■ **Exercise requirements**
The data below is to be repeated in full, exactly as shown.

■ **Given entries**
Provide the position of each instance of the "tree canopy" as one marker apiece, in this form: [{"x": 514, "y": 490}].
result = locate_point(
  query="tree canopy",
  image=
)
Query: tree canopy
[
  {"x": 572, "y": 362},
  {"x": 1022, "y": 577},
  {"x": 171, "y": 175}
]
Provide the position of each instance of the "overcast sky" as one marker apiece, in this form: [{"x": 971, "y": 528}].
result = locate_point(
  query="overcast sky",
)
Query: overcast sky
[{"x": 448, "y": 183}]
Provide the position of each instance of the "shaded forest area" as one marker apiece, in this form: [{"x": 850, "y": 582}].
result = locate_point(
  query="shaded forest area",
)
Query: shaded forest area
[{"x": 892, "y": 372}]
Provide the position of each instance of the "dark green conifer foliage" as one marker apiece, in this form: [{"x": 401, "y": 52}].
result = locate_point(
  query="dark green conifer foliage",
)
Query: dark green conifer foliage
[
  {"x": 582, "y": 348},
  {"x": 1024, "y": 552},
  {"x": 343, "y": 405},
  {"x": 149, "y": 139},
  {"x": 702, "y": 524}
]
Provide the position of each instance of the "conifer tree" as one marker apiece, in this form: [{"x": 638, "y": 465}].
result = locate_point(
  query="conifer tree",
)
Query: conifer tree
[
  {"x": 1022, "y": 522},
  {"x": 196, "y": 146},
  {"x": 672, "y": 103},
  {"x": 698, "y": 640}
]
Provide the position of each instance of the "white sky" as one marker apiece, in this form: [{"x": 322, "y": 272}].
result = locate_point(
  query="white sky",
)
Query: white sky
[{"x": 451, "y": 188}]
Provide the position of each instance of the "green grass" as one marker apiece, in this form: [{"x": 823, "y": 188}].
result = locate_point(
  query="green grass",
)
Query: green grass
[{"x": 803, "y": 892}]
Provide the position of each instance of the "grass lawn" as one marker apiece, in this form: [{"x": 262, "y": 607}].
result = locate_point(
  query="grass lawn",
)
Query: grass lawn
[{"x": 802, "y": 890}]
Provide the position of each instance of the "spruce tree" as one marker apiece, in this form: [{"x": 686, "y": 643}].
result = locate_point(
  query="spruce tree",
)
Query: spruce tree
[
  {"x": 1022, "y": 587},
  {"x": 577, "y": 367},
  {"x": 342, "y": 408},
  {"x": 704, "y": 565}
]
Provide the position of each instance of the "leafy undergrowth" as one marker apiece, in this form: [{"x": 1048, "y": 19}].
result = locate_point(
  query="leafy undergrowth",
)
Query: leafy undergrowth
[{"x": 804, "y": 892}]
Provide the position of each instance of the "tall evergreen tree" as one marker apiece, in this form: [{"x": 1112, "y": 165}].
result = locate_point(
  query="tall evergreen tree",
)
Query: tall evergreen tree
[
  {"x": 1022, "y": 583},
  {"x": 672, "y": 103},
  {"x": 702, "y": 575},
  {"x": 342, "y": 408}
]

■ **Task solution**
Provide the position of each instance of the "tree canopy" as one marker apiece, in this form: [{"x": 514, "y": 490}].
result = locate_point(
  query="tree canopy",
  image=
)
Query: tree canopy
[
  {"x": 572, "y": 362},
  {"x": 1022, "y": 577},
  {"x": 171, "y": 175}
]
Provide the position of each instance of the "overcast sky" as one marker apiece, in this form: [{"x": 971, "y": 528}].
result = locate_point(
  query="overcast sky",
)
Query: overcast sky
[{"x": 448, "y": 183}]
Provide the position of each instance of the "shaded forest area" as one marker apiece, in this form: [{"x": 850, "y": 582}].
result = locate_point(
  query="shaded forest area",
)
Query: shaded forest area
[{"x": 892, "y": 372}]
Provide the position of each instance of the "dark green conifer foliage" as one marker apiece, in this form: [{"x": 401, "y": 52}].
result = locate_point(
  query="dark green conifer foliage",
)
Query: dark green conifer foliage
[
  {"x": 582, "y": 348},
  {"x": 1024, "y": 552},
  {"x": 343, "y": 405},
  {"x": 149, "y": 139},
  {"x": 702, "y": 524}
]
Provide the position of each instance of the "conifer tree" as one marker apiece, in this form: [{"x": 638, "y": 465}].
result = locate_point(
  query="conifer tree",
)
Query: conifer tree
[
  {"x": 1022, "y": 522},
  {"x": 196, "y": 146},
  {"x": 672, "y": 103},
  {"x": 698, "y": 640}
]
Provide the position of each instance of the "white sky" as one marker apiece, in this form: [{"x": 322, "y": 272}].
result = locate_point(
  query="white sky",
)
Query: white sky
[{"x": 451, "y": 188}]
Provide the position of each instance of the "green grass" as one marker apiece, in this form: [{"x": 823, "y": 188}].
result = locate_point(
  query="green grass",
)
Query: green grass
[{"x": 803, "y": 892}]
Provide the position of each instance of the "grass lawn" as one marker apiece, in this form: [{"x": 262, "y": 607}].
result = locate_point(
  query="grass lawn",
)
Query: grass lawn
[{"x": 802, "y": 890}]
Provide the position of each instance of the "spruce tree" as one marker apiece, in this form: [{"x": 686, "y": 643}].
result = locate_point(
  query="spruce tree",
)
Query: spruce tree
[
  {"x": 1022, "y": 587},
  {"x": 577, "y": 367},
  {"x": 342, "y": 408},
  {"x": 704, "y": 565}
]
Provide the position of each instance of the "leafy undergrowth" as one marker apiece, in this form: [{"x": 1048, "y": 19}].
result = locate_point(
  query="leafy undergrowth",
)
Query: leafy undergrowth
[{"x": 804, "y": 892}]
Provide the position of each instance of the "tall evergreen tree" as one marker apiece, in this form: [{"x": 1112, "y": 165}].
result = locate_point(
  query="tall evergreen tree",
)
Query: tall evergreen tree
[
  {"x": 1022, "y": 583},
  {"x": 672, "y": 103},
  {"x": 702, "y": 575},
  {"x": 342, "y": 408}
]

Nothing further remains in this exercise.